Please filter the listing below and copy out the lines that hold "find".

· · · · ·

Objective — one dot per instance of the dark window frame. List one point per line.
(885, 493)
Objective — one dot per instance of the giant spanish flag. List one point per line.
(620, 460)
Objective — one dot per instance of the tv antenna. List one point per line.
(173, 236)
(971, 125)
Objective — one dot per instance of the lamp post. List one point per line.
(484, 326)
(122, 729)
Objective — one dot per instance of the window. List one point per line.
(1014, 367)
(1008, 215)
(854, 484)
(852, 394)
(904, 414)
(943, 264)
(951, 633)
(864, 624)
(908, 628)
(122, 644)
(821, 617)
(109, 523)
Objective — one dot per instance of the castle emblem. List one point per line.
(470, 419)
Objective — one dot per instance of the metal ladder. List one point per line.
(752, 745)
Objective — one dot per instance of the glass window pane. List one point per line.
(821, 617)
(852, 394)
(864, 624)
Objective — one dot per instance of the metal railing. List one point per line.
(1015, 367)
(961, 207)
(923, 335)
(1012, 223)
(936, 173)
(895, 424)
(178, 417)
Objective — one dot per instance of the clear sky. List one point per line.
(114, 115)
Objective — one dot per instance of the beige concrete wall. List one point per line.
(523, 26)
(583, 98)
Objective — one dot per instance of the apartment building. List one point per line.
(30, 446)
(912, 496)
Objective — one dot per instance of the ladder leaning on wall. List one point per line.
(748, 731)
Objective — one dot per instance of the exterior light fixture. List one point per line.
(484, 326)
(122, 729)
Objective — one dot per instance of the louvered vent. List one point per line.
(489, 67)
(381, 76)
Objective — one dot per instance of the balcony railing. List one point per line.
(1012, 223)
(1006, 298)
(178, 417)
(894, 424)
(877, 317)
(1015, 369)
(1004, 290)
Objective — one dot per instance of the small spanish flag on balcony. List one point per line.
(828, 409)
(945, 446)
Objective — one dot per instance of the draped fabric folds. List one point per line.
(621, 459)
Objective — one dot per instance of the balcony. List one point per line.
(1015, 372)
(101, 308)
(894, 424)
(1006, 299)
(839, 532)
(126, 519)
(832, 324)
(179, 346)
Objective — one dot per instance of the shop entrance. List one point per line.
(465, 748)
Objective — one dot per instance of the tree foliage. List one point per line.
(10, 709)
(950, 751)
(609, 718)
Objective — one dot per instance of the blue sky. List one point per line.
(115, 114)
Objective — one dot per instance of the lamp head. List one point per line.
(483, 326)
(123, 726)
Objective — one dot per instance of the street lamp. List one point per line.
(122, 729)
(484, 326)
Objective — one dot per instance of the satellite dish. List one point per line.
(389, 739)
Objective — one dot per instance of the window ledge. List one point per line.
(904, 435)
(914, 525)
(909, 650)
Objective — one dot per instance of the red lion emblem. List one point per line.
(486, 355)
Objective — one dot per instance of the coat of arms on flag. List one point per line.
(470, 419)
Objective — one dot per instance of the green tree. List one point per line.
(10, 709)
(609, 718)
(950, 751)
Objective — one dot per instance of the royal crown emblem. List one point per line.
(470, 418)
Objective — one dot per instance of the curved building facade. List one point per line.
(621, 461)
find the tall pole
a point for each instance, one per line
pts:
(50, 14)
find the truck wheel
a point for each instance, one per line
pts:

· · · · ·

■ **Response**
find the tall pole
find the truck wheel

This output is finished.